- Work to be completed: Copy the lines of the data below without any changes. Start at the line that contains "paved road -> point" and end with the final line of the data.

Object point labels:
____

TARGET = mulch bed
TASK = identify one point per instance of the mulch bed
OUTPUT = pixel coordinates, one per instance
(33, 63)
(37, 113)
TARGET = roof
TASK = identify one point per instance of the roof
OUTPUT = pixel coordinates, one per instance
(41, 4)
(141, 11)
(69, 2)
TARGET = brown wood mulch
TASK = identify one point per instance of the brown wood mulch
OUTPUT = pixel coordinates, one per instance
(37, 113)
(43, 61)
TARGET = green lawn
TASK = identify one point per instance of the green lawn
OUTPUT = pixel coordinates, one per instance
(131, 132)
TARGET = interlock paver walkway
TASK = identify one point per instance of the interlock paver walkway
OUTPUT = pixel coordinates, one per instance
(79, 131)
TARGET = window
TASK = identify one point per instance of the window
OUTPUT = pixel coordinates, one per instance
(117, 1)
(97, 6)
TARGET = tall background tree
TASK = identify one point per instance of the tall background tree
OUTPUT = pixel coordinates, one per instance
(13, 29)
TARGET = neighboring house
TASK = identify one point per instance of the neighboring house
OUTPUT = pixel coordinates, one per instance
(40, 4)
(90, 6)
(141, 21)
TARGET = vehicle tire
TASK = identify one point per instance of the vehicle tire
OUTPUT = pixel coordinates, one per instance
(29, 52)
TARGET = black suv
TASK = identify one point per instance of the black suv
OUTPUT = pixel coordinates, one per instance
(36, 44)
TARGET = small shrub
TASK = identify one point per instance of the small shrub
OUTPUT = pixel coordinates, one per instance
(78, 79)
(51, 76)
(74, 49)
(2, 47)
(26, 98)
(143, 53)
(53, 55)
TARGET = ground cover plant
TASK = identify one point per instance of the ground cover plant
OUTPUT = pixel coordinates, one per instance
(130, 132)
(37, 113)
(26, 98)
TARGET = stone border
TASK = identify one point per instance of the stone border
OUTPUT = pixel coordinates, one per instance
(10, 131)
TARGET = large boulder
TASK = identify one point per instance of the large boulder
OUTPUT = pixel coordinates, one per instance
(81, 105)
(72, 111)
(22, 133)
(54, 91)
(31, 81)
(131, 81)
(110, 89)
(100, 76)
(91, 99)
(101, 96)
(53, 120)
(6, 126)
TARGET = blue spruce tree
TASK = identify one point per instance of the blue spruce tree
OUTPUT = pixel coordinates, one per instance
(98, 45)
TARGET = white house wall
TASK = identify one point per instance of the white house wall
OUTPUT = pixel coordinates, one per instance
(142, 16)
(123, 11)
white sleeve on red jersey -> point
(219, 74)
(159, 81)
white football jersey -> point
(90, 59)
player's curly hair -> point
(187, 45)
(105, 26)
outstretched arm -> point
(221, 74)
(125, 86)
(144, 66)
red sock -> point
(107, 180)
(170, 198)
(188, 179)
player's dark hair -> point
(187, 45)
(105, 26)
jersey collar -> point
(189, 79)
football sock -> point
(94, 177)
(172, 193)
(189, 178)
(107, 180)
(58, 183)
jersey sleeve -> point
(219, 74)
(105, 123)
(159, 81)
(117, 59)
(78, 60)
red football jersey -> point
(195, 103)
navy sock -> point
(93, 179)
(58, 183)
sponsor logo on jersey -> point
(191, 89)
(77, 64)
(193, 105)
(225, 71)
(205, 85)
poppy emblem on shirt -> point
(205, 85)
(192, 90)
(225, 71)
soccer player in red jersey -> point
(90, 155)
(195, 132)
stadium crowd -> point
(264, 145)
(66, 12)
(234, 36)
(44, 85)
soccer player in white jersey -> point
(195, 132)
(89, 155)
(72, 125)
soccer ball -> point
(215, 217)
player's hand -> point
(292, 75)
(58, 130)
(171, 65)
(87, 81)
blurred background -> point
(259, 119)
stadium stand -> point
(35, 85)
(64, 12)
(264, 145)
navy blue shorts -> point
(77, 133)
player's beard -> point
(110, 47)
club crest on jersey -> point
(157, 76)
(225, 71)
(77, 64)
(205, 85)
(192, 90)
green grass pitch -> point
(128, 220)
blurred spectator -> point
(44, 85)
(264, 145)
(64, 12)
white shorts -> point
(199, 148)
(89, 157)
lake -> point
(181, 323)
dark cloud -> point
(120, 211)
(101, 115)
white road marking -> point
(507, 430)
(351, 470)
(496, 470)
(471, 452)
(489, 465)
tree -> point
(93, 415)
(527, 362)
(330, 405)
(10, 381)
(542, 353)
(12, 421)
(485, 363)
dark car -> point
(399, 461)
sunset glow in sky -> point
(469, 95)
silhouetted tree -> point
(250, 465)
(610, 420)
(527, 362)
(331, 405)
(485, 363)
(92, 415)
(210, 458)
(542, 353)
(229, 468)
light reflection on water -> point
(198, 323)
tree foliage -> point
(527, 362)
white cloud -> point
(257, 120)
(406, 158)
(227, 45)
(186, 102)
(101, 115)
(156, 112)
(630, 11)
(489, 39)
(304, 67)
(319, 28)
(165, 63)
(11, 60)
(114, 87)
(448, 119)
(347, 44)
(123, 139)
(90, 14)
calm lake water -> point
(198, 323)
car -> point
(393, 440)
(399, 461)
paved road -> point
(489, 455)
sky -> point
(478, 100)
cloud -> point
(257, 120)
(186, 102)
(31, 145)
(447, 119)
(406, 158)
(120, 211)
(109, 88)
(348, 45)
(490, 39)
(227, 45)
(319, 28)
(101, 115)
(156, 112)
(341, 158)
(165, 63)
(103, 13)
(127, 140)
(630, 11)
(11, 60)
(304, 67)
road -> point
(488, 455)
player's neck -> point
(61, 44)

____

- Response to the task:
paved road -> point
(489, 455)
sky -> point
(478, 100)
cloud -> point
(257, 120)
(186, 102)
(31, 145)
(447, 119)
(406, 158)
(120, 211)
(109, 88)
(348, 45)
(490, 39)
(227, 45)
(319, 28)
(101, 115)
(156, 112)
(341, 158)
(165, 63)
(103, 13)
(127, 140)
(630, 11)
(11, 60)
(304, 67)
road -> point
(488, 455)
player's neck -> point
(61, 44)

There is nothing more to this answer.